# [Короткая задача A]
Перепишите дословно фрагмент статьи о России и теориях международных отношений от слов «Многие западные ученые, изучающие» до слов «ней, даже непреднамеренно.».
# [Короткая задача B]
Продолжите статью о России и теориях международных отношений, начиная сразу после ее последнего предложения.

# [Приведенный отрывок]
>>>>>
Теории международных отношений и Россия
(Статья 2019 года)
Многие западные ученые, изучающие Россию, и политики, имеющие дело с Россией, уже давно считают это занятие утомительным и неразрешимым.
В 1939 году Уинстон Черчилль описал ее как «загадкой, завернутой в тайну, помещенную внутрь головоломки».
Совсем недавно Бобо Ло отметил, что константные характеристики России включают:
- неизменное чувство величия и стратегического превосходства;
- подозрительность к внешнему влиянию;
- имперский менталитет;
- глубокий политический и моральный консерватизм.
Ольга Оликер заметила, что Россия всегда будет иметь определение своих минимальных требований безопасности, которое выходит за рамки нормы для европейской державы 21 века. Из-за этого Западу будет трудно успокоить Россию и легко эскалировать напряженность в отношениях с ней, даже непреднамеренно.
Все эти наблюдения подтверждают вывод Стивена Коткина о том, что в обозримом будущем Россия останется для Запада «проблемой, с которой нужно будет справляться».
Другие ученые, прежде всего представители реалистической школы международных отношений, считают поведение России более нормальным и предсказуемым. Эти ученые часто обвиняют Запад в том, что он не принимает во внимание законные интересы безопасности России, тем самым провоцируя Россию на агрессивные действия против предполагаемых посягательств Запада.
<<<<<
Выдержки из набора данных для указания точек
>>>>>
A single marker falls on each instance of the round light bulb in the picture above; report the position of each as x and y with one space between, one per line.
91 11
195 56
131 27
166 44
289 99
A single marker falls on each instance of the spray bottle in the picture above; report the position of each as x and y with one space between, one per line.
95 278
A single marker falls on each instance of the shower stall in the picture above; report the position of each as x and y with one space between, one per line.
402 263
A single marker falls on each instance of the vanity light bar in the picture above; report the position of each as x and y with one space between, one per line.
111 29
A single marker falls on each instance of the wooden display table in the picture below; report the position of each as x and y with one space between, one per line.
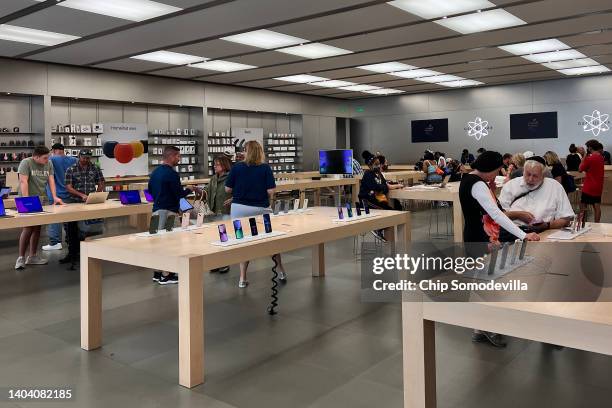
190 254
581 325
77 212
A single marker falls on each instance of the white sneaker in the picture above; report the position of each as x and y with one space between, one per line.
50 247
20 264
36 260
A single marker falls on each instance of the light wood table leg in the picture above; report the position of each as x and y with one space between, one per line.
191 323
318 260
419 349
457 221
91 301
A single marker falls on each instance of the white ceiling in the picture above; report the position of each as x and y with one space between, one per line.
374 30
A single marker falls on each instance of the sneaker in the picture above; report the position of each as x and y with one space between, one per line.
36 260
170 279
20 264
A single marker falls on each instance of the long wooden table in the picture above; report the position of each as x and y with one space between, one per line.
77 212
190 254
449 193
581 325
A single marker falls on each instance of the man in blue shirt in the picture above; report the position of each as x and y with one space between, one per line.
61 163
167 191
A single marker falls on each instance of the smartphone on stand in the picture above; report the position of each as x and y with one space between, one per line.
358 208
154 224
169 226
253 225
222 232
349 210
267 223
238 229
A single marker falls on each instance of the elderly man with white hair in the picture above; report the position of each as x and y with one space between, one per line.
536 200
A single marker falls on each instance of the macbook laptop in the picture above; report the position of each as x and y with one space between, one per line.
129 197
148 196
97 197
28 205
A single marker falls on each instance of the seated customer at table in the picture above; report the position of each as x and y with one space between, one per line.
<<<<<
# [Ответ на задание A]
Многие западные ученые, изучающие Россию, и политики, имеющие дело с Россией, уже давно считают это занятие утомительным и неразрешимым.
В 1939 году Уинстон Черчилль описал ее как «загадкой, завернутой в тайну, помещенную внутрь головоломки».
Совсем недавно Бобо Ло отметил, что константные характеристики России включают:
- неизменное чувство величия и стратегического превосходства;
- подозрительность к внешнему влиянию;
- имперский менталитет;
- глубокий политический и моральный консерватизм.
Ольга Оликер заметила, что Россия всегда будет иметь определение своих минимальных требований безопасности, которое выходит за рамки нормы для европейской державы 21 века. Из-за этого Западу будет трудно успокоить Россию и легко эскалировать напряженность в отношениях с ней, даже непреднамеренно.

# [Ответ на задание B]
Джон Миршаймер, один из ведущих ученых, утверждает, что хотя государства «стремятся только к безопасности», они, тем не менее, «ведут себя агрессивно по отношению друг к другу». Это соревнование в области безопасности обусловлено тремя факторами:
- отсутствием центральной власти, которая могла бы защитить государства друг от друга;
- тем, что государства всегда обладают определенным наступательным военным потенциалом;
- тем, что государства никогда не могут быть до конца уверены в намерениях друг друга.
Именно это, по мнению Миршаймера, делает отношения между великими державами трагичными: ни одна из них не желает конфликта, но все они вынуждены предпринимать действия, которые делают конфликт более вероятным. Стремясь повысить свою безопасность путем наращивания военного потенциала, они делают своих соперников менее защищенными, что приводит к гонке вооружений, а иногда и к войнам, которые никто первоначально даже не замышлял.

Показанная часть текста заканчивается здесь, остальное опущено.